Exercise objective —
Transcribe the records in full, keeping every word exactly as given.

Listed entries —
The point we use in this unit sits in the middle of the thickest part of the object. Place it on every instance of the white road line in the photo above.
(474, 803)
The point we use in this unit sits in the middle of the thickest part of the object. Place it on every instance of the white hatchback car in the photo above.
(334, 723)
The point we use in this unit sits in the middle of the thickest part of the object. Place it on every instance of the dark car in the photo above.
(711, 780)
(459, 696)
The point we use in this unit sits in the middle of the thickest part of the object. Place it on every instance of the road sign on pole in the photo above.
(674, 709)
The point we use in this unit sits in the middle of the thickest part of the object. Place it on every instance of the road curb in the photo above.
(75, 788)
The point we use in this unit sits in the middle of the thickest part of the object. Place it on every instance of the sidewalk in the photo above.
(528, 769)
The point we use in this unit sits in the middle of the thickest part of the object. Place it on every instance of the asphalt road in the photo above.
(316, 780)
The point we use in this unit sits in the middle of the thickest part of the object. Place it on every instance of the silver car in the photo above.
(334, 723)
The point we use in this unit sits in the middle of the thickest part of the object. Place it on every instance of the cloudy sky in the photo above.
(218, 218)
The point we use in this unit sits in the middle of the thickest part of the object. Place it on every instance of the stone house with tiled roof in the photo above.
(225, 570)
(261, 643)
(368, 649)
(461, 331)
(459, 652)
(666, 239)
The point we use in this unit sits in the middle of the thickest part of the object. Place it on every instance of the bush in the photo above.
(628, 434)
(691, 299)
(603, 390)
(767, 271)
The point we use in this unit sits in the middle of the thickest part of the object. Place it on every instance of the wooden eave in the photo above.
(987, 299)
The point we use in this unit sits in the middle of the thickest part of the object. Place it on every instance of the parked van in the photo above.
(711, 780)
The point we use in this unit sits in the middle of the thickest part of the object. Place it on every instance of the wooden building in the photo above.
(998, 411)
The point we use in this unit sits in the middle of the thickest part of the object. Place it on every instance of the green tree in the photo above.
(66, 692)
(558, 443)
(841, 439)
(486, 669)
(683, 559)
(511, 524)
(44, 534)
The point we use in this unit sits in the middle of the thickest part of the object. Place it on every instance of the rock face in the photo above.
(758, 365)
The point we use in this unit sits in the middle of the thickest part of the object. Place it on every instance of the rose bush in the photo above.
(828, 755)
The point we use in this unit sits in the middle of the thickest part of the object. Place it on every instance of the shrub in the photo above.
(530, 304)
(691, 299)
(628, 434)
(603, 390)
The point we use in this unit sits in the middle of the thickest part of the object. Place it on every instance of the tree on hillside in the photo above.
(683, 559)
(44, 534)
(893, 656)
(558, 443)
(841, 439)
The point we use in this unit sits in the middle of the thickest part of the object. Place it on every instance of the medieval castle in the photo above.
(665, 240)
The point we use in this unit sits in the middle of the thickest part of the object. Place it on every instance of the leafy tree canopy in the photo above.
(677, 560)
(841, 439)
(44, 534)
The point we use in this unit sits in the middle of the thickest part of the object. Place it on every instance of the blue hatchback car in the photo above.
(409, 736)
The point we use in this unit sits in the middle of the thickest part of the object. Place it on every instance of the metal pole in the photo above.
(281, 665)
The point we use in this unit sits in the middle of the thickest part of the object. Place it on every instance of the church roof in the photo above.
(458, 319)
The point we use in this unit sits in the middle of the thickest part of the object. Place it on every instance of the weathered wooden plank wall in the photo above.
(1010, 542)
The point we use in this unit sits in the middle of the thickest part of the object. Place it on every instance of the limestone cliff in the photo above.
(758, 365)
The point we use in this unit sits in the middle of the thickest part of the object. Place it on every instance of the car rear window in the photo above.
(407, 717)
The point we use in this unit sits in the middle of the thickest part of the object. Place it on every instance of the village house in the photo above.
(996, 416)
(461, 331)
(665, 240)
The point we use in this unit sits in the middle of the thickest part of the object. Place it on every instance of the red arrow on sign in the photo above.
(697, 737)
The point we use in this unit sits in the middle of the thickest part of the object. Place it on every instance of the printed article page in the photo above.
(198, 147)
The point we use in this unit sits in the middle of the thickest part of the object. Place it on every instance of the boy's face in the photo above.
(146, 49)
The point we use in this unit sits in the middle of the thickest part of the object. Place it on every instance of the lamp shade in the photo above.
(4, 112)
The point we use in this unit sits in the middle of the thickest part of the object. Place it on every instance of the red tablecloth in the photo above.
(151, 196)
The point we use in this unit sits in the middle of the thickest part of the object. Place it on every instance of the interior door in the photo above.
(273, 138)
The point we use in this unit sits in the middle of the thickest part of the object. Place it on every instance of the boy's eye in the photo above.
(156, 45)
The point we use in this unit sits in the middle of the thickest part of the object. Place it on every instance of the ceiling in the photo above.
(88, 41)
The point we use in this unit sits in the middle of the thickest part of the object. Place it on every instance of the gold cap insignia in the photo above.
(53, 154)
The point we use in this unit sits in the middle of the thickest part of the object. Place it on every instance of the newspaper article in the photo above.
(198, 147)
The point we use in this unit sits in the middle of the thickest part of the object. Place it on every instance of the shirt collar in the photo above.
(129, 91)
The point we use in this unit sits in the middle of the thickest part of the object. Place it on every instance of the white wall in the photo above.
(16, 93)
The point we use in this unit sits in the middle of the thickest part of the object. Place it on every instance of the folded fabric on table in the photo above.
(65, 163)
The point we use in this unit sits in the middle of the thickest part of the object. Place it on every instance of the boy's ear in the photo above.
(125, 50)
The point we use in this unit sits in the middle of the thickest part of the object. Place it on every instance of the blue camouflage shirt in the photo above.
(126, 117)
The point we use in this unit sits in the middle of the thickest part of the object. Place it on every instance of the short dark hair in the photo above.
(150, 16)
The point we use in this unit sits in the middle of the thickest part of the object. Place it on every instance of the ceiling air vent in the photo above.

Reply —
The point we use in this unit sits in the middle of the thickest part of the object. Place it on every instance of the white road line in the photo above.
(474, 803)
The point we use in this unit sits in the middle of the thickest part of the object. Place it on every instance of the white hatchback car in the photo above.
(334, 723)
The point we use in this unit sits in the middle of the thickest part of the object. Place it on every instance of the dark car in the photo above.
(711, 780)
(459, 696)
The point we use in this unit sits in the middle of the thickest part of the object. Place it on every instance of the road sign on pole in the photo above.
(674, 709)
The point we use in this unit sits in the middle of the thickest part of the object. Place it on every instance of the road curb in the photo above.
(75, 788)
The point we use in this unit sits in the middle of the thickest part of the object. Place it on every instance of the sidewalk in the photo above.
(528, 769)
The point we use in this unit sits in the middle of the thickest part of the object. Place it on every instance of the asphalt road in the photo above.
(316, 780)
The point we use in this unit sits in the middle of the thickest part of the object. Place it on every instance of the silver car in the photo above.
(334, 723)
The point we use in this unit sits in the middle of the thickest part of the object. Place it on every instance of the cloudy sky in the photo above.
(218, 218)
The point we use in this unit sits in the middle of the thickest part of the object. Place it on every instance of the stone house with tiled roof in the photo above.
(225, 570)
(261, 643)
(368, 649)
(461, 331)
(459, 652)
(666, 239)
The point we use in this unit sits in the middle of the thickest part of the object. Place it on every instance of the bush in the photo above.
(628, 434)
(691, 299)
(603, 390)
(767, 271)
The point we use in this unit sits in the middle of the thickest part of the object. Place it on every instance of the wooden eave in the photo above.
(987, 299)
The point we use in this unit sits in the middle of the thickest part of the object. Place it on every instance of the parked van in the photo above.
(711, 780)
The point we use in this unit sits in the middle of the thickest part of the object. Place it on every instance of the wooden building in the photo above.
(998, 411)
The point we use in this unit sits in the middle of the thickest part of the object. Place it on every instance of the green tree in the photo above.
(66, 692)
(558, 443)
(841, 439)
(486, 669)
(683, 559)
(511, 524)
(44, 534)
The point we use in this unit sits in the middle of the thickest part of the object. Place it on every instance of the rock face in the photo above.
(758, 365)
The point we use in this unit sits in the middle of the thickest part of the object. Place it on every instance of the rose bush in the photo above.
(828, 755)
The point we use in this unit sits in the middle of the thickest part of the object. Place it on every instance of the shrub in the photo above.
(530, 304)
(691, 299)
(628, 434)
(603, 390)
The point we use in this unit sits in the middle of the thickest part of the object. Place it on every instance of the tree on hillside in the photo above.
(683, 559)
(44, 534)
(893, 656)
(558, 443)
(841, 439)
The point we use in this unit sits in the middle of the thickest part of the object. Place it on every instance of the medieval castle in the photo above.
(665, 240)
The point we use in this unit sits in the middle of the thickest part of the object. Place it on every instance of the leafy tree canopy in the photo above.
(677, 560)
(841, 439)
(44, 534)
The point we use in this unit sits in the middle of the thickest part of the object. Place it on every instance of the blue hatchback car in the photo above.
(409, 736)
The point we use in this unit sits in the middle of the thickest part of the object. Place it on every instance of the metal pole in the photo above.
(281, 665)
The point we use in this unit sits in the middle of the thickest part of the object. Place it on every instance of the church roof in the photo above.
(458, 319)
The point we use in this unit sits in the middle of the thickest part of the object. Place it on every instance of the weathered wooden plank wall in the photo above.
(1010, 542)
The point we use in this unit sits in the middle of the thickest part of the object. Place it on every instance of the limestone cliff in the photo above.
(758, 365)
The point we use in this unit sits in the middle of the thickest part of the object. Place it on every instance of the car rear window in the photo above.
(407, 717)
The point we use in this unit sits in the middle of the thickest part of the object. Place it on every instance of the village house in the photo above.
(996, 416)
(461, 331)
(665, 240)
The point we use in this unit sits in the middle of the thickest part of the object. Place it on every instance of the red arrow on sign in the photo above.
(697, 737)
The point we use in this unit sits in the middle of the thickest part of the object. Place it on every instance of the printed article page in the photo above.
(198, 147)
The point we use in this unit sits in the middle of the thickest part of the object. Place it on every instance of the boy's face in the photo above.
(146, 49)
The point we use in this unit sits in the middle of the thickest part of the object. Place it on every instance of the lamp shade in the photo above.
(4, 112)
The point we use in this unit sits in the middle of the thickest part of the object. Place it on every instance of the red tablecloth in the photo above.
(151, 196)
The point we use in this unit sits in the middle of the thickest part of the object. Place it on every instance of the interior door in the photo above.
(273, 138)
The point we use in this unit sits in the middle of the thickest part of the object. Place it on every instance of the boy's eye in the photo above.
(156, 45)
The point we use in this unit sits in the middle of the thickest part of the object. Place it on every instance of the ceiling in the photo above.
(88, 41)
The point we use in this unit sits in the middle of the thickest part of the object. Place it on every instance of the gold cap insignia in the photo above.
(53, 154)
The point we use in this unit sits in the middle of the thickest part of the object. Place it on every instance of the newspaper article in the photo above.
(198, 147)
The point we use in this unit sits in the middle of the thickest part of the object. Place it on every instance of the shirt collar in the photo above.
(129, 91)
The point we use in this unit sits in the middle of the thickest part of the object. Place it on every instance of the white wall in the photo above.
(16, 93)
The point we use in this unit sits in the middle of the thickest part of the object. Place it on every instance of the folded fabric on table in the photo above.
(65, 163)
The point we use in this unit sits in the middle of the thickest part of the object. Place it on every instance of the boy's ear in the photo above.
(125, 50)
The point we use in this unit sits in the middle of the thickest part of the object. Place it on every instance of the blue camouflage shirt in the photo above.
(126, 117)
The point we use in this unit sits in the middle of the thickest part of the object. Place it on every instance of the short dark hair in the photo above.
(150, 16)
The point we use in this unit sits in the middle of the thickest part of the object. Place it on every instance of the ceiling air vent in the photo above.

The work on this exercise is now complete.